### PROVIDED MATERIAL
####

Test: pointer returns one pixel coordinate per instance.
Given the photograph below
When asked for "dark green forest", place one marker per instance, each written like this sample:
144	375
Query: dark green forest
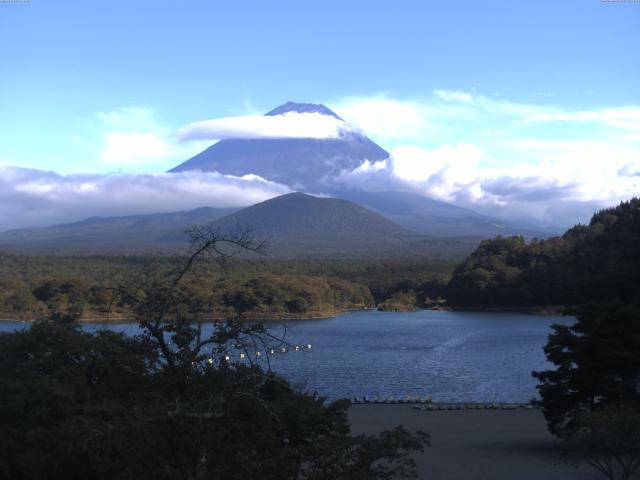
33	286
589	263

####

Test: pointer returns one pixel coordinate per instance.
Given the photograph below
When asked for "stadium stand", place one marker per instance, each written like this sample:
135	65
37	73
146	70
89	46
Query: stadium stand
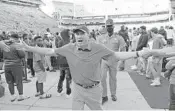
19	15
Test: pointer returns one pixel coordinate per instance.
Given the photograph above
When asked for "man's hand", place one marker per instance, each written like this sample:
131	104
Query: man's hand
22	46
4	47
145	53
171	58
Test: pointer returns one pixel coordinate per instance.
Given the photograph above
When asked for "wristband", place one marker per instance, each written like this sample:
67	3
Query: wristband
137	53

####

### GIVEN TASK
Pull out each line in the records above that contains the word "hand".

### RESULT BELOW
When asked for "man's hand", place one marker per instance, each written like this sample:
Query: man's hand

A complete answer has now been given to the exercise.